Records from a collection

---

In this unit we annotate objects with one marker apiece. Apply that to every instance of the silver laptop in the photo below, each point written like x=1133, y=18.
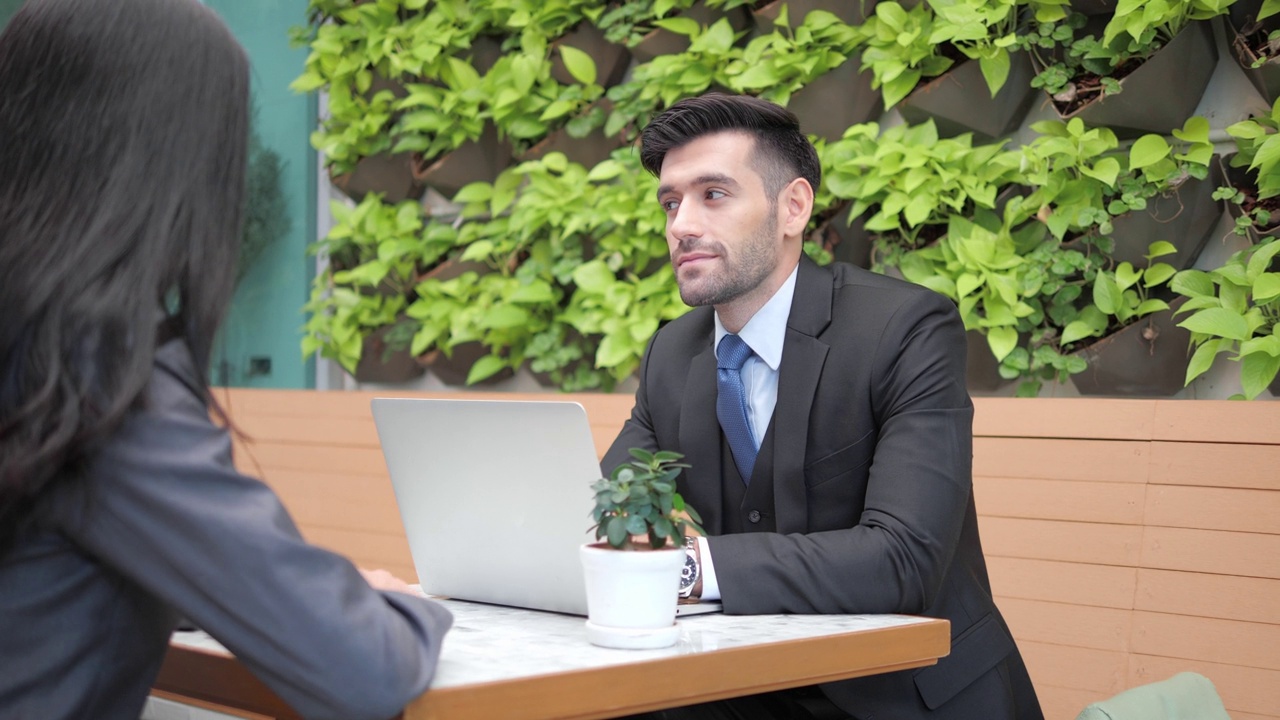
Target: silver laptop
x=496, y=497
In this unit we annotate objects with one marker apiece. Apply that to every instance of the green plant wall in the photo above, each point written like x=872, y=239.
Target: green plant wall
x=545, y=253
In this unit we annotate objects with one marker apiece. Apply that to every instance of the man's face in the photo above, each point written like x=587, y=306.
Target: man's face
x=722, y=228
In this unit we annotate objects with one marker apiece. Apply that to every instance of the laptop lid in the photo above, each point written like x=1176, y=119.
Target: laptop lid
x=494, y=496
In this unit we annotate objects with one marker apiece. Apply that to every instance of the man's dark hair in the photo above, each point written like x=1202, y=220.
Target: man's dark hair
x=123, y=135
x=781, y=153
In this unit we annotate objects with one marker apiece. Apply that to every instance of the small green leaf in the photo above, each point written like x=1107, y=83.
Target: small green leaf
x=1257, y=370
x=680, y=26
x=1106, y=294
x=579, y=64
x=1217, y=322
x=1201, y=360
x=1002, y=341
x=485, y=368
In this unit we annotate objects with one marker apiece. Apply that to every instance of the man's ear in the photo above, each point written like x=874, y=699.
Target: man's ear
x=795, y=205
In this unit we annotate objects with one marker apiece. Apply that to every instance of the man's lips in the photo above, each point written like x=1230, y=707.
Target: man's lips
x=693, y=258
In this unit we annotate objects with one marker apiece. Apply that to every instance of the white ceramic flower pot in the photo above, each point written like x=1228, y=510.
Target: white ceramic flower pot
x=631, y=596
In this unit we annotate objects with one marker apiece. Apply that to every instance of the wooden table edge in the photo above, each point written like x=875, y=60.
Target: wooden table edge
x=689, y=679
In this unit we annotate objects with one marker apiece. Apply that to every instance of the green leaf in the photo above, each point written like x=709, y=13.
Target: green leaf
x=995, y=71
x=1217, y=322
x=608, y=169
x=594, y=277
x=1202, y=360
x=1257, y=370
x=1106, y=294
x=485, y=368
x=1002, y=341
x=1193, y=283
x=1106, y=171
x=1266, y=287
x=579, y=64
x=617, y=531
x=1075, y=331
x=507, y=315
x=1160, y=249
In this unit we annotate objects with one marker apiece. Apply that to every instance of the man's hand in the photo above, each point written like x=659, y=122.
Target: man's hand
x=384, y=580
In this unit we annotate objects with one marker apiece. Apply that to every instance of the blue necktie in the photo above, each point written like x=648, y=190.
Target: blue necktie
x=731, y=402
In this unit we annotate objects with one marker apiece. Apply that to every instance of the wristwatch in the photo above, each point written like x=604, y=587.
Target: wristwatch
x=690, y=572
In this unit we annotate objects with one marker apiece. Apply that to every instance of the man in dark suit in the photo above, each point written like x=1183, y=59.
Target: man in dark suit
x=826, y=419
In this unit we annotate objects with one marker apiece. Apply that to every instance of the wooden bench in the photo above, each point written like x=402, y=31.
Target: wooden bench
x=1127, y=540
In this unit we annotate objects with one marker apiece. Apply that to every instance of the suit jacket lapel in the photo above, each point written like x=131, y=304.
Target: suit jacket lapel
x=700, y=438
x=803, y=358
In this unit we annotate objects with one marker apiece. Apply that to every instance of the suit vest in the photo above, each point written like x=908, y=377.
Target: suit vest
x=748, y=507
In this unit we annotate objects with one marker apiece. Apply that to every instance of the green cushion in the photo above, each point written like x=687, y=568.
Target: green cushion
x=1185, y=696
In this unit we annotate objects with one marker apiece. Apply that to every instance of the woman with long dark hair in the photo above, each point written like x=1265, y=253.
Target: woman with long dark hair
x=123, y=133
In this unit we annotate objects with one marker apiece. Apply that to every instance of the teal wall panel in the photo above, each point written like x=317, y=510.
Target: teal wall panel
x=265, y=319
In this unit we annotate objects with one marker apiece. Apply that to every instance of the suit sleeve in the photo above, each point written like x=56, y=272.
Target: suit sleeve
x=919, y=483
x=167, y=509
x=638, y=431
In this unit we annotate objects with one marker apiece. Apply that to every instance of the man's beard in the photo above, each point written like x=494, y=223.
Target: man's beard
x=750, y=265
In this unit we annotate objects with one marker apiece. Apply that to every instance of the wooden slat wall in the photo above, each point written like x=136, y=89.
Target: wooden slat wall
x=1127, y=540
x=1130, y=540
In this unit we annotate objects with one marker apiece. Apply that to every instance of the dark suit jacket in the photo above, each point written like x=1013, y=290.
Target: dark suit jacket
x=862, y=499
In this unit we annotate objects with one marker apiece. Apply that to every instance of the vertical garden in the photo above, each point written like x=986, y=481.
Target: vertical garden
x=498, y=218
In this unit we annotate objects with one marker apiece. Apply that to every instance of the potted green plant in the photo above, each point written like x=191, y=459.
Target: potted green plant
x=362, y=55
x=1087, y=188
x=357, y=309
x=1234, y=310
x=632, y=574
x=1253, y=36
x=1160, y=54
x=1252, y=174
x=812, y=69
x=909, y=50
x=667, y=78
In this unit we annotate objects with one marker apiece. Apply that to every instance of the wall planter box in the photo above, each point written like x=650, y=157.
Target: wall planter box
x=1185, y=217
x=611, y=60
x=1147, y=358
x=1162, y=92
x=389, y=174
x=853, y=244
x=1239, y=180
x=379, y=364
x=841, y=98
x=586, y=151
x=982, y=370
x=1093, y=7
x=850, y=12
x=1266, y=77
x=472, y=162
x=666, y=42
x=453, y=369
x=959, y=100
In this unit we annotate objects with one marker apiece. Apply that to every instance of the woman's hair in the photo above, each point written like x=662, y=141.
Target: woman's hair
x=781, y=153
x=123, y=133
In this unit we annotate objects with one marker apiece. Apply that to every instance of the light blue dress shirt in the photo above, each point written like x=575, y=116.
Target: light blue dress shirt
x=764, y=333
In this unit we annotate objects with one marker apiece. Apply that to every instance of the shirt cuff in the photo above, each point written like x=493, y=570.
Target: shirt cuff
x=711, y=588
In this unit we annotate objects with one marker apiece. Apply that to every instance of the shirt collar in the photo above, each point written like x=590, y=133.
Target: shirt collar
x=767, y=329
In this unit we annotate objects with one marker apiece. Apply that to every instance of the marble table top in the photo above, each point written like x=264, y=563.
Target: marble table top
x=492, y=643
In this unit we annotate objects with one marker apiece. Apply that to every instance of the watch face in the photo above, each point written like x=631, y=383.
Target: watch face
x=689, y=573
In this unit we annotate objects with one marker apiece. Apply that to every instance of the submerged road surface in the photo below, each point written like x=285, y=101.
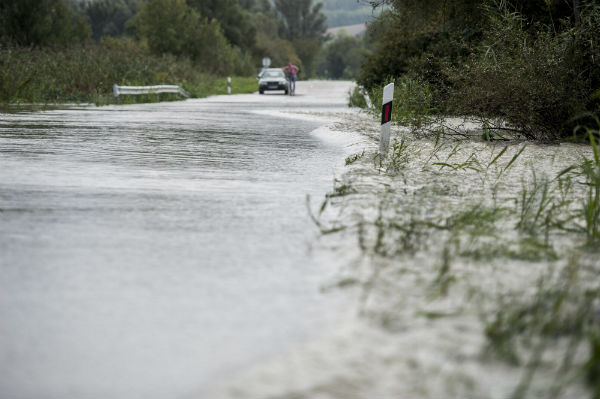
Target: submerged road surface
x=157, y=250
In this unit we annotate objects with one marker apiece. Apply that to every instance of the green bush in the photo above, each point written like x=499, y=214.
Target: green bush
x=86, y=73
x=535, y=79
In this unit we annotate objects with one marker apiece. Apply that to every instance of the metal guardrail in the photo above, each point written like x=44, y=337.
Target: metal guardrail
x=134, y=90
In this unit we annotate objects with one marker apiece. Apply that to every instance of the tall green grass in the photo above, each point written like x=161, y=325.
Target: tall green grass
x=86, y=73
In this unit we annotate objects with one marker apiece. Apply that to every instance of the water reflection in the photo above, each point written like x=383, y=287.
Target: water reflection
x=154, y=250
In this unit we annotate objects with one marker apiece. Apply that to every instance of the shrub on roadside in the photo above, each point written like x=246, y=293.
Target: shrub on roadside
x=535, y=82
x=86, y=73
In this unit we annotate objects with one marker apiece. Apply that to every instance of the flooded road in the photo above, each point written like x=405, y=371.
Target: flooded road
x=156, y=250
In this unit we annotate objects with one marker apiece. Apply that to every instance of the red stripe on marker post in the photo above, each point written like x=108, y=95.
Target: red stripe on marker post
x=386, y=119
x=386, y=113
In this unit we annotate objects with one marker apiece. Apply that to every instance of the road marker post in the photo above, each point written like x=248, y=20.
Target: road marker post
x=386, y=119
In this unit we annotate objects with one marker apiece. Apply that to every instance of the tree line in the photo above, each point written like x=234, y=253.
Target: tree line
x=221, y=36
x=527, y=66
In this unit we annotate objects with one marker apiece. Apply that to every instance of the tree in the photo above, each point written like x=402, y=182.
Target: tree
x=171, y=26
x=40, y=23
x=304, y=25
x=299, y=19
x=234, y=20
x=108, y=17
x=341, y=58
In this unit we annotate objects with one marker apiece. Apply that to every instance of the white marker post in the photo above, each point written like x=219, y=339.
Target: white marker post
x=386, y=119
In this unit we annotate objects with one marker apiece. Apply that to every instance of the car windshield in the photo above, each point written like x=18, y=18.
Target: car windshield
x=273, y=74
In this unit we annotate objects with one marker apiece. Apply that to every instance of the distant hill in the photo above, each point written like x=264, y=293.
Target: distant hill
x=346, y=12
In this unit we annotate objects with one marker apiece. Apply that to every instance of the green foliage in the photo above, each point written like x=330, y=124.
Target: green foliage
x=537, y=82
x=300, y=19
x=40, y=23
x=344, y=12
x=171, y=26
x=268, y=42
x=304, y=25
x=235, y=22
x=109, y=17
x=532, y=64
x=341, y=58
x=86, y=73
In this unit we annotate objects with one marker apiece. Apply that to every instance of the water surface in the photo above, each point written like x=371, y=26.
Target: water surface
x=156, y=250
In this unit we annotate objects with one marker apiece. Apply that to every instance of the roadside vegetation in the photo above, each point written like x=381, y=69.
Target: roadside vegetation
x=485, y=212
x=526, y=68
x=74, y=51
x=499, y=238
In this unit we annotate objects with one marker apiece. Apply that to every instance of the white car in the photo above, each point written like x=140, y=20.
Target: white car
x=273, y=79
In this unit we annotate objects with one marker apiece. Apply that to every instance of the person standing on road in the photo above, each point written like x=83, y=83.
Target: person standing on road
x=291, y=70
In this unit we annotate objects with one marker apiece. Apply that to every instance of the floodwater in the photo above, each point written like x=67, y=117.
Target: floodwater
x=156, y=250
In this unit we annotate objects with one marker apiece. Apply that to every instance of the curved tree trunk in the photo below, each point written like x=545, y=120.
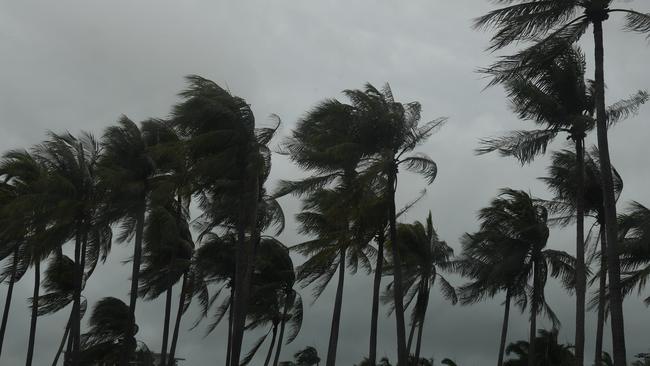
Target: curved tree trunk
x=272, y=346
x=602, y=298
x=532, y=355
x=581, y=277
x=276, y=359
x=229, y=327
x=177, y=323
x=32, y=326
x=168, y=310
x=609, y=200
x=418, y=344
x=402, y=355
x=135, y=274
x=10, y=290
x=336, y=317
x=66, y=335
x=504, y=329
x=376, y=288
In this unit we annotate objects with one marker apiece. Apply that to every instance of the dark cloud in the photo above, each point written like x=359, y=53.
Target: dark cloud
x=72, y=65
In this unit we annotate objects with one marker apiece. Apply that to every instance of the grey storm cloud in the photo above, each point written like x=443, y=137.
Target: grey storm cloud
x=78, y=65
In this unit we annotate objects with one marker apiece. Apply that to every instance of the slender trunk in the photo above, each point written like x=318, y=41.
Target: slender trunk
x=581, y=277
x=230, y=326
x=76, y=305
x=272, y=346
x=10, y=290
x=402, y=355
x=418, y=343
x=177, y=323
x=336, y=317
x=533, y=315
x=409, y=343
x=32, y=326
x=609, y=200
x=66, y=334
x=602, y=298
x=168, y=310
x=135, y=274
x=276, y=359
x=376, y=288
x=245, y=264
x=504, y=329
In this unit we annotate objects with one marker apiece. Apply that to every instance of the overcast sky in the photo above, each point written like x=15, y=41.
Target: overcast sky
x=73, y=65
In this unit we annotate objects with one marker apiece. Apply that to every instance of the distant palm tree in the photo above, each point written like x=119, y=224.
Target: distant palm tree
x=547, y=351
x=635, y=252
x=424, y=258
x=517, y=218
x=562, y=180
x=546, y=23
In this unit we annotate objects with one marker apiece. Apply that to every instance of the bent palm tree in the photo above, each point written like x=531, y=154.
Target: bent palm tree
x=567, y=21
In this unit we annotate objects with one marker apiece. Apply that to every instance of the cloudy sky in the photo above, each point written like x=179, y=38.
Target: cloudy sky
x=79, y=65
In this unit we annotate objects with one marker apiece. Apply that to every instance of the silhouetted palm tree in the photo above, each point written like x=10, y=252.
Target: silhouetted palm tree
x=562, y=180
x=515, y=217
x=424, y=257
x=567, y=21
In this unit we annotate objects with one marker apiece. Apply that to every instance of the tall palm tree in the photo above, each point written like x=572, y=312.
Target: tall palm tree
x=226, y=162
x=331, y=248
x=129, y=174
x=424, y=256
x=528, y=20
x=27, y=216
x=635, y=257
x=562, y=180
x=390, y=131
x=516, y=217
x=78, y=213
x=326, y=143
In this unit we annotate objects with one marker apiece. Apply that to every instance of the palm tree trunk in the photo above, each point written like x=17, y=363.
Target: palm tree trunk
x=504, y=329
x=418, y=343
x=245, y=263
x=602, y=298
x=533, y=315
x=10, y=290
x=276, y=359
x=336, y=317
x=609, y=200
x=32, y=326
x=135, y=274
x=66, y=335
x=581, y=277
x=168, y=310
x=376, y=288
x=230, y=326
x=402, y=355
x=76, y=305
x=272, y=346
x=177, y=323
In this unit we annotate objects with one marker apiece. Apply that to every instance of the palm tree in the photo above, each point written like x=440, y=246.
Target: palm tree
x=423, y=256
x=111, y=331
x=546, y=349
x=326, y=143
x=26, y=219
x=528, y=20
x=558, y=99
x=78, y=213
x=226, y=163
x=516, y=217
x=562, y=180
x=323, y=217
x=390, y=131
x=635, y=251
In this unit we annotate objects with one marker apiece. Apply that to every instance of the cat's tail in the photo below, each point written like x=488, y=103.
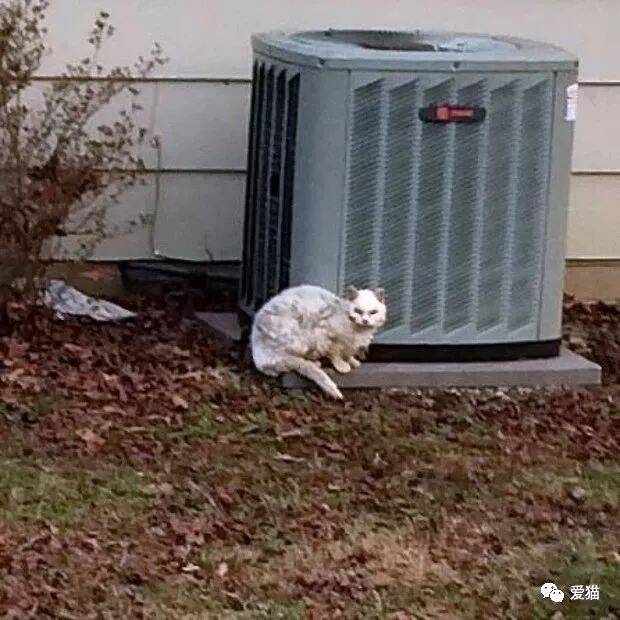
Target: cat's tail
x=315, y=373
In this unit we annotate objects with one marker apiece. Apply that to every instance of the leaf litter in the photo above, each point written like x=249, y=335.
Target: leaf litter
x=148, y=456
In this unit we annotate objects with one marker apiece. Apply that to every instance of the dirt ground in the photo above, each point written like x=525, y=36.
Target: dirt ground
x=147, y=472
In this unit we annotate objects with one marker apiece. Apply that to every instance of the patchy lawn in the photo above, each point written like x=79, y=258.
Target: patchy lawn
x=146, y=472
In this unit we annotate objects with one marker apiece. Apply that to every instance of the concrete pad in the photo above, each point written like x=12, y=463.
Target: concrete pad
x=566, y=369
x=226, y=324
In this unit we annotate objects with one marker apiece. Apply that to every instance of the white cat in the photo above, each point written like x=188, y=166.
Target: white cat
x=300, y=326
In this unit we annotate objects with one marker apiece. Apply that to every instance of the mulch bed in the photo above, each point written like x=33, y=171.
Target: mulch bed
x=148, y=472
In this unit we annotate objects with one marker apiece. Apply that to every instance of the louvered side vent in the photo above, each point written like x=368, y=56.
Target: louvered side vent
x=269, y=185
x=449, y=218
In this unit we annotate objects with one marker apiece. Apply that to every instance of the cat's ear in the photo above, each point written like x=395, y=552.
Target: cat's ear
x=350, y=293
x=379, y=294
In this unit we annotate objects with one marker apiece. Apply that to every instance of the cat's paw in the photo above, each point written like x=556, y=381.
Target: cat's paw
x=334, y=393
x=341, y=366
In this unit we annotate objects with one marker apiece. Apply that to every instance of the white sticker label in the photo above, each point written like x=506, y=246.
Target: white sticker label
x=571, y=102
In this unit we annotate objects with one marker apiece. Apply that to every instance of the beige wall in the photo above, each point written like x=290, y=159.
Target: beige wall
x=202, y=124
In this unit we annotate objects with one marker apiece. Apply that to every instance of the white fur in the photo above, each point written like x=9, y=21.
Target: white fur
x=294, y=330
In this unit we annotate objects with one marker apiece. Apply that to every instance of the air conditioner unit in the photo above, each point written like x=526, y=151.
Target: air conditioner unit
x=433, y=164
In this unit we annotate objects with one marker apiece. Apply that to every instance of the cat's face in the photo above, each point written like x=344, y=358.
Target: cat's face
x=366, y=307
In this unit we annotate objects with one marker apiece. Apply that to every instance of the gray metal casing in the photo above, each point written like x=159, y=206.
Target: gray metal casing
x=464, y=225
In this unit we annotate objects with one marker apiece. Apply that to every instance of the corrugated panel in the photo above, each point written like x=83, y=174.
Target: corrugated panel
x=275, y=189
x=464, y=219
x=433, y=180
x=531, y=200
x=396, y=239
x=365, y=163
x=269, y=186
x=501, y=156
x=289, y=179
x=263, y=191
x=449, y=218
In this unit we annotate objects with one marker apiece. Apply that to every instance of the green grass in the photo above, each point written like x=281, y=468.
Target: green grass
x=29, y=492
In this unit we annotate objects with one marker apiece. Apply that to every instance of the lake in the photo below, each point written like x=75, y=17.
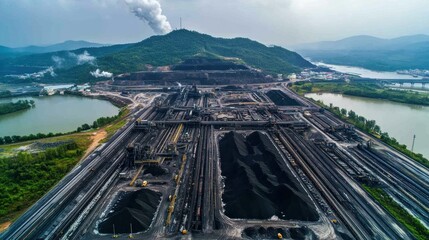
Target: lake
x=366, y=73
x=400, y=120
x=54, y=114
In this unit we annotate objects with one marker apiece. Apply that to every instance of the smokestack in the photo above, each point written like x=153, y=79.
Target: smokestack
x=150, y=11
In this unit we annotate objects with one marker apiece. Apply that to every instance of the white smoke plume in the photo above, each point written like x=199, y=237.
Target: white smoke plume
x=150, y=11
x=98, y=73
x=59, y=61
x=36, y=75
x=83, y=58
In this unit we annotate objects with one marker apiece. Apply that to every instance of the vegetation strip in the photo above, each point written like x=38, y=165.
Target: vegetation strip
x=103, y=121
x=370, y=127
x=416, y=228
x=11, y=107
x=27, y=176
x=369, y=90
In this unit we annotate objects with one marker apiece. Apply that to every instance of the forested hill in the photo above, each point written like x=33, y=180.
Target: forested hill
x=162, y=50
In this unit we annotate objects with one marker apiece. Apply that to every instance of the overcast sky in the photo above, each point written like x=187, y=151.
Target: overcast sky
x=280, y=22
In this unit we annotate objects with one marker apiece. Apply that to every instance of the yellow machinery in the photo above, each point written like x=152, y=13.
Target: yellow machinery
x=136, y=176
x=173, y=198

---

**EXERCISE:** Go through the data above and count the lines that hold "below". Respond with the number and no other words.

**ANSWER TO THIS EXERCISE:** 5